**EXERCISE INSTRUCTIONS:** Transcribe, word for word, every line from the one containing "Target: gold ruffled skirt" through the final line of the records, and omit the pictures.

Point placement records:
+===+

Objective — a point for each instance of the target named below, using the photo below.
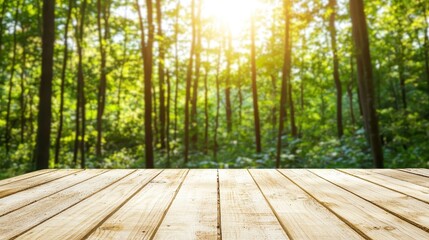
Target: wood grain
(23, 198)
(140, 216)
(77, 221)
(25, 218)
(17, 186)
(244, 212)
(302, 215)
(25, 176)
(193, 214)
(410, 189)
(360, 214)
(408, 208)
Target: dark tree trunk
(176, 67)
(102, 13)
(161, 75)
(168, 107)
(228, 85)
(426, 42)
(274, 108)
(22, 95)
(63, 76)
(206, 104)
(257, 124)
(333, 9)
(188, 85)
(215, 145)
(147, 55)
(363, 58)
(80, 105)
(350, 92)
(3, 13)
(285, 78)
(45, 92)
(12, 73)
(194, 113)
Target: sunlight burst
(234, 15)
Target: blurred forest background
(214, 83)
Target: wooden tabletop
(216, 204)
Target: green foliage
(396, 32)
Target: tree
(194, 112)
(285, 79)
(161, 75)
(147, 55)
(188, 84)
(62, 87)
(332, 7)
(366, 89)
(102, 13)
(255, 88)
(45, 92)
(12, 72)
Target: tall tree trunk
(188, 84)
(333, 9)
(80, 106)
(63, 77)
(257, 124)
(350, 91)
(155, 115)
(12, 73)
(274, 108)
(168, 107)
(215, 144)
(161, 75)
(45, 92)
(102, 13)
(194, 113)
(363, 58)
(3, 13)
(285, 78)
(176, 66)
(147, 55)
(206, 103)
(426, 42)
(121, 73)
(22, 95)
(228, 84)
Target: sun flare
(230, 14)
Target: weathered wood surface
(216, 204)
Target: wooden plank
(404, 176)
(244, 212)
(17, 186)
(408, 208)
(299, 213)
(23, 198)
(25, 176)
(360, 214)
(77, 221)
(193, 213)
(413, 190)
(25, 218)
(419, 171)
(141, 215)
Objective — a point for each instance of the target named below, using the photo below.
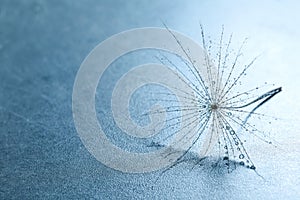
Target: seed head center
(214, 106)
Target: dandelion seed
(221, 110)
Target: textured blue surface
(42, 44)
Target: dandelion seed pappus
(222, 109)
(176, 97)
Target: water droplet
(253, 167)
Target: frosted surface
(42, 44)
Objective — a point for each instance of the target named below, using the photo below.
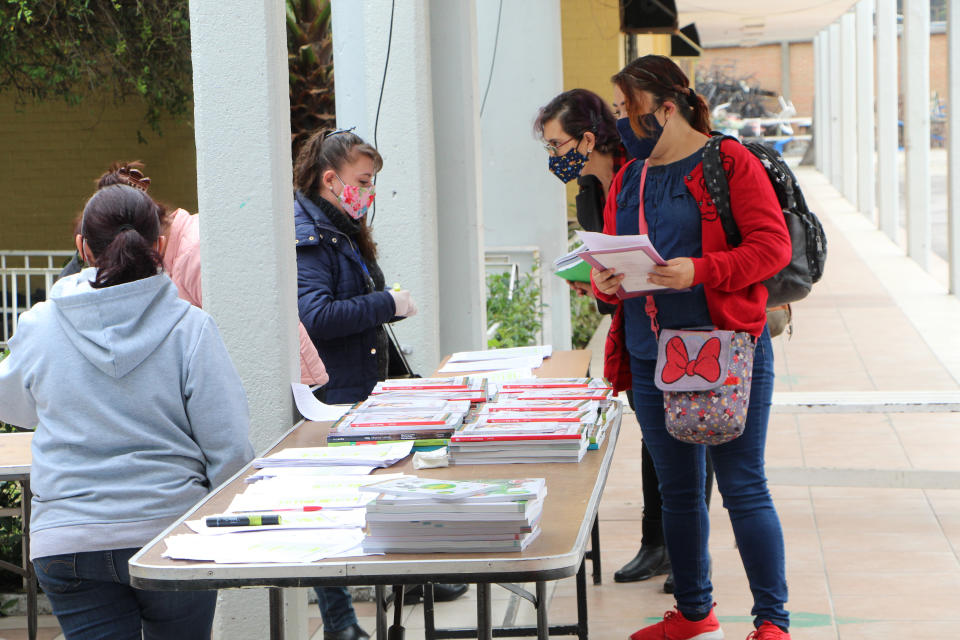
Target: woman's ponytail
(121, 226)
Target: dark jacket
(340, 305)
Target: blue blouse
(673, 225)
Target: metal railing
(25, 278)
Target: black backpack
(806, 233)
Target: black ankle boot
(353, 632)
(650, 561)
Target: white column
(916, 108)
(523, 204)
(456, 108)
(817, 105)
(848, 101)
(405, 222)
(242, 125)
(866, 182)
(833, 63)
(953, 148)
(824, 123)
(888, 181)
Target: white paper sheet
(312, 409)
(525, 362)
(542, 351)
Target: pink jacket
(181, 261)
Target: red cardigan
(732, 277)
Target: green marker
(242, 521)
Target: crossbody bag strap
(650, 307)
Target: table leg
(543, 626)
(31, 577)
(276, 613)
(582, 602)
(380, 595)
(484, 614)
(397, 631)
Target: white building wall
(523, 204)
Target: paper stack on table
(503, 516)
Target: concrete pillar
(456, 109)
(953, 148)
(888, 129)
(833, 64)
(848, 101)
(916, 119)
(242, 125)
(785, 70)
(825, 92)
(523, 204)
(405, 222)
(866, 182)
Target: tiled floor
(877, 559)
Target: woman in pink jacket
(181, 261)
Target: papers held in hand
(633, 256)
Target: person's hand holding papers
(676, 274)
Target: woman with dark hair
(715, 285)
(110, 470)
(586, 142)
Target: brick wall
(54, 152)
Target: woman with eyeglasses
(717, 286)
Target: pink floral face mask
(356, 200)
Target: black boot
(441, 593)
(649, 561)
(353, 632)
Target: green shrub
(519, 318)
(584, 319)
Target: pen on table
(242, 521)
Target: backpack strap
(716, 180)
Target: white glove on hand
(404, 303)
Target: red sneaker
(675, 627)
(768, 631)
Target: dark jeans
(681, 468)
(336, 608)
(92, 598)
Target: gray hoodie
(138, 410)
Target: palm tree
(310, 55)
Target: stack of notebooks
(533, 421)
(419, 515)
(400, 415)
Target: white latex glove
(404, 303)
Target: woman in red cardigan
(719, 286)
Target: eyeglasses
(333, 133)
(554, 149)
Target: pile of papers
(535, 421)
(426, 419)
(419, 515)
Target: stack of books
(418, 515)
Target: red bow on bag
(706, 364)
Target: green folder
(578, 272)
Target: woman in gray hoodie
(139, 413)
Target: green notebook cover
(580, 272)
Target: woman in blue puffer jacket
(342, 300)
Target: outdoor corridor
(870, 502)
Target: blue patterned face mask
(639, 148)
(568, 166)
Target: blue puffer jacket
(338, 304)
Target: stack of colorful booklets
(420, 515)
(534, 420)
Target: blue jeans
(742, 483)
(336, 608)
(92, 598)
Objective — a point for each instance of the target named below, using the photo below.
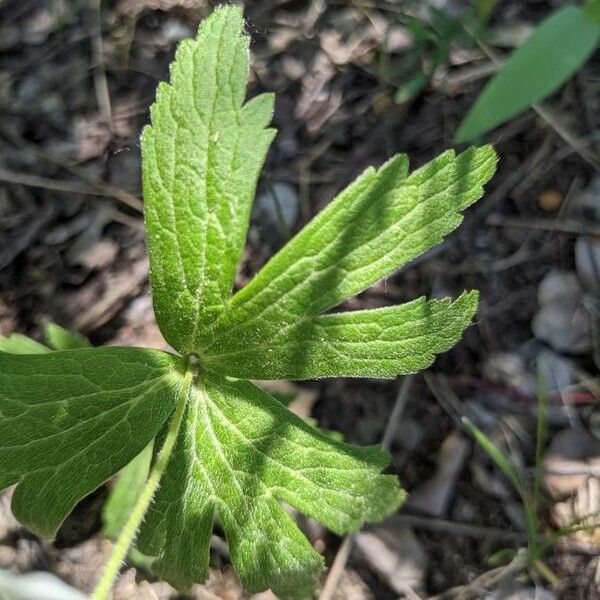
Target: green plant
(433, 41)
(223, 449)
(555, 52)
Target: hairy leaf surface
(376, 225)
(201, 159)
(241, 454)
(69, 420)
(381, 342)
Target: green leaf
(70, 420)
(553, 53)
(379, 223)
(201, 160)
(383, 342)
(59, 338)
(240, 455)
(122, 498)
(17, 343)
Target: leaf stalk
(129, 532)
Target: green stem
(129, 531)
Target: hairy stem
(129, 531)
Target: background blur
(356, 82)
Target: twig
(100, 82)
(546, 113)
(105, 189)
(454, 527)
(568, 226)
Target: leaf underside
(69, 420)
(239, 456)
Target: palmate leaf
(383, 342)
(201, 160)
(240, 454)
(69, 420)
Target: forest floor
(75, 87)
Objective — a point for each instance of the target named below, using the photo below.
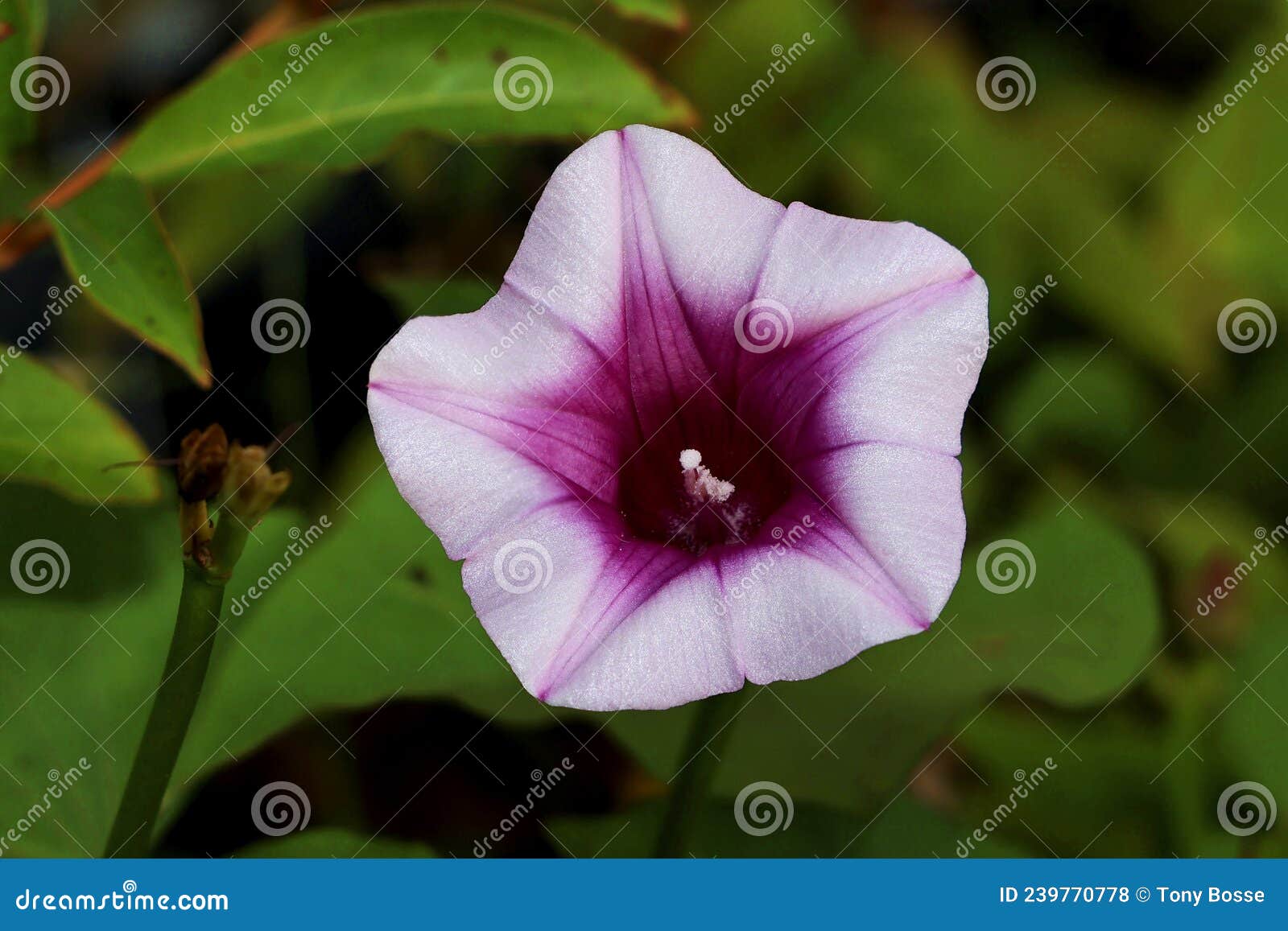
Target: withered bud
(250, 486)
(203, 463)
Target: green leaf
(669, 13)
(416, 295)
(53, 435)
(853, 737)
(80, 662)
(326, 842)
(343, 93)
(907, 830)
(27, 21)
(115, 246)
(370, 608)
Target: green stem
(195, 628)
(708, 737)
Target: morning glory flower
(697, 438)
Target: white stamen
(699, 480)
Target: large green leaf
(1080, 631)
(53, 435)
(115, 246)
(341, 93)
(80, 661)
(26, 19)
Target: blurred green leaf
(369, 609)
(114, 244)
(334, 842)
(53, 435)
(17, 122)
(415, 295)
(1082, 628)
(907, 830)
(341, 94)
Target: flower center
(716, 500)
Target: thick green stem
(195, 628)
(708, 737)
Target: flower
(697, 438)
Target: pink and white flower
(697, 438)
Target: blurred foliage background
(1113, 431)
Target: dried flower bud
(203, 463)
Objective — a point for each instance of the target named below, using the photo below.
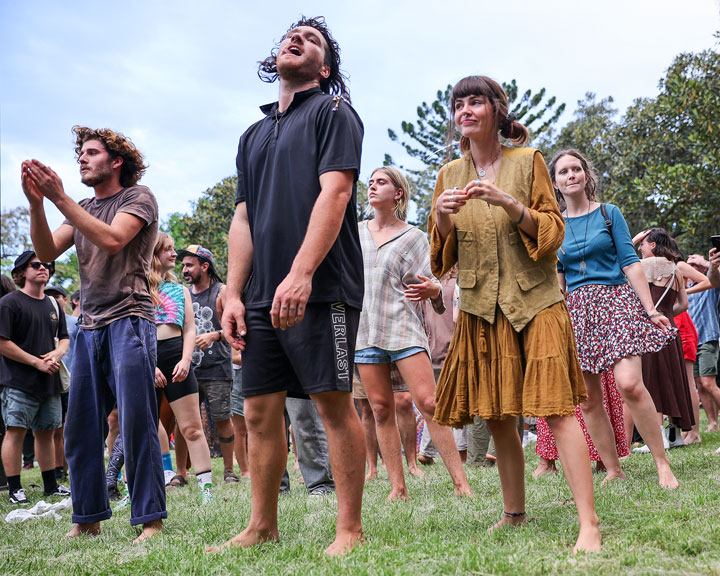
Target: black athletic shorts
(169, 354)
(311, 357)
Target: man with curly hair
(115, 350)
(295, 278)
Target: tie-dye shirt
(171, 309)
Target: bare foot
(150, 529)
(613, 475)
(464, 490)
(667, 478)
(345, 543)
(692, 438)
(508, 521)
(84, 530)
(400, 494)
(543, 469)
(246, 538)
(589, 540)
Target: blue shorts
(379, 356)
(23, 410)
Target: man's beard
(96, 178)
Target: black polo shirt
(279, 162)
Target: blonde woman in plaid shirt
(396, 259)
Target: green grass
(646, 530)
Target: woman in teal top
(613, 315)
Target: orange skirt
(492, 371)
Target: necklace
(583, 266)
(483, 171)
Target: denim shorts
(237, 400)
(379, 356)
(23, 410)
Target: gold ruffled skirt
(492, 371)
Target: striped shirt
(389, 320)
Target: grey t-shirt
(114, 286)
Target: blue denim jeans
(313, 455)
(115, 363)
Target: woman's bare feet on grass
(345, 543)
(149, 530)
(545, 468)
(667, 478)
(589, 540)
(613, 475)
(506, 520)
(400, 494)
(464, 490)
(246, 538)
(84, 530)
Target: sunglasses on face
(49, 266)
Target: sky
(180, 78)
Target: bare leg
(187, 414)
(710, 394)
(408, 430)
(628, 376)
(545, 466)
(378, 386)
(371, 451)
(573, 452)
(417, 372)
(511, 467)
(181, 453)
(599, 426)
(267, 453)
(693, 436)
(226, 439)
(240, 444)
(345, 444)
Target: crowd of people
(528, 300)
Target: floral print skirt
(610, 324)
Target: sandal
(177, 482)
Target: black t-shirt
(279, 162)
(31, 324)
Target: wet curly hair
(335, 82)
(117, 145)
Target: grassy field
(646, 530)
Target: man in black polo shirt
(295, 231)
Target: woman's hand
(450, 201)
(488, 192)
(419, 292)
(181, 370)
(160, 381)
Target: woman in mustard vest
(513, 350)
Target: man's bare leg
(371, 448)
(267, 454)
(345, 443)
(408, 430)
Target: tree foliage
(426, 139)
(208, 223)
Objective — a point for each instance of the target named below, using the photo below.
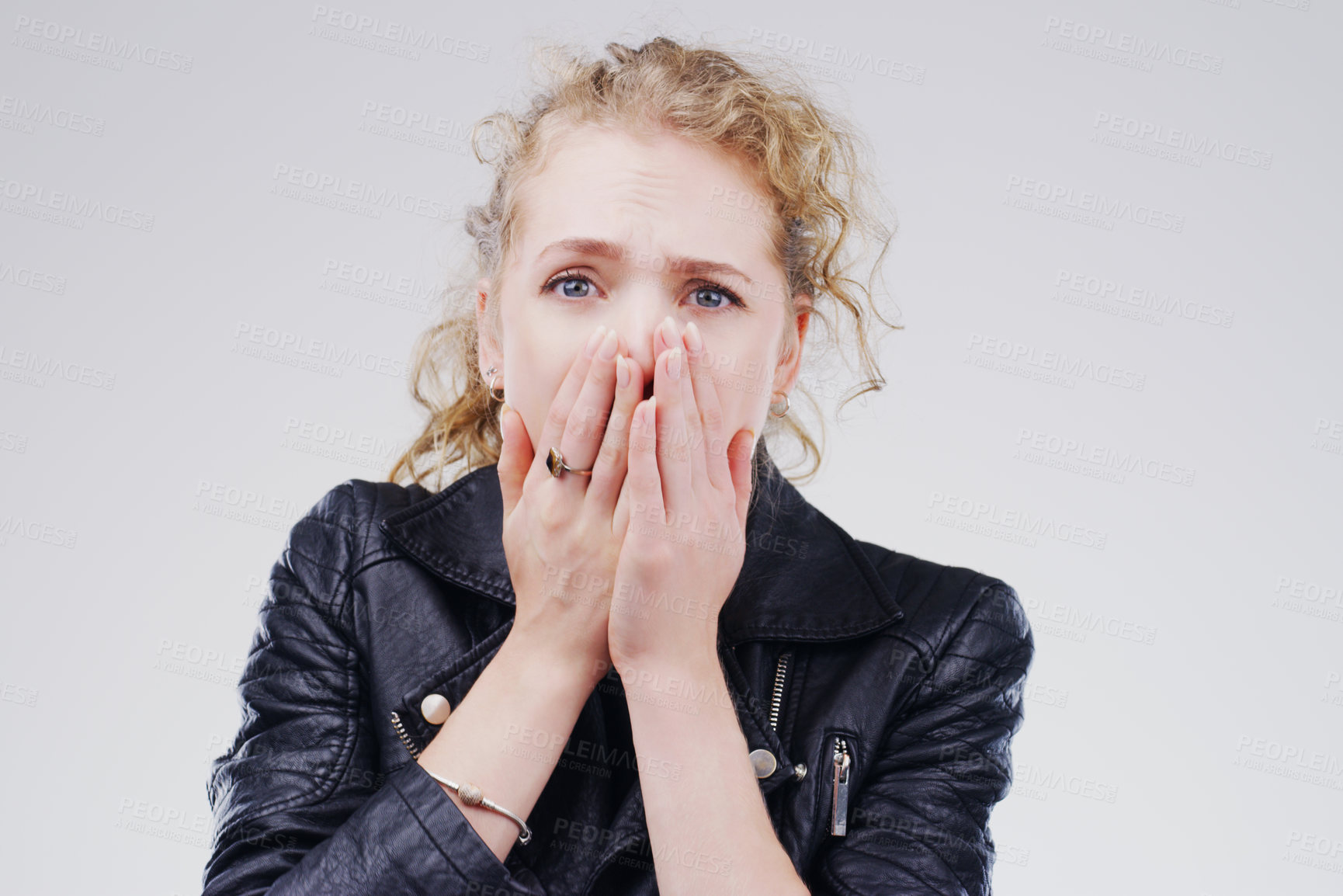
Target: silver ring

+===+

**THE COMPLETED TASK:**
Target: gold ruffled skirt
(492, 371)
Target: striped shirt
(389, 320)
Target: grey t-shirt
(114, 286)
Target: blue denim jeans
(313, 455)
(115, 363)
Target: woman's bare feet on grass
(345, 543)
(149, 530)
(545, 468)
(667, 478)
(589, 540)
(613, 475)
(506, 520)
(400, 494)
(464, 490)
(246, 538)
(84, 530)
Target: sunglasses on face
(49, 266)
Target: sky
(180, 78)
Target: bare leg
(187, 414)
(710, 394)
(408, 430)
(628, 376)
(545, 466)
(378, 386)
(371, 451)
(573, 452)
(417, 372)
(511, 467)
(181, 453)
(599, 426)
(267, 453)
(693, 436)
(226, 439)
(240, 444)
(345, 444)
Target: crowd of people
(528, 300)
Target: floral print skirt
(610, 324)
Target: sandal
(177, 482)
Target: black t-shirt
(279, 162)
(31, 324)
Target: wet curly hair
(335, 82)
(117, 145)
Target: grassy field
(646, 530)
Target: man in black polo shirt
(295, 231)
Target: woman's hand
(450, 201)
(488, 192)
(419, 292)
(181, 370)
(160, 381)
Target: woman in mustard vest
(513, 350)
Target: man's bare leg
(371, 448)
(267, 454)
(345, 443)
(408, 430)
Target: tree foliage
(426, 139)
(208, 223)
Objective — a point for each instance of the target named below, using the photo below.
Target: silver ring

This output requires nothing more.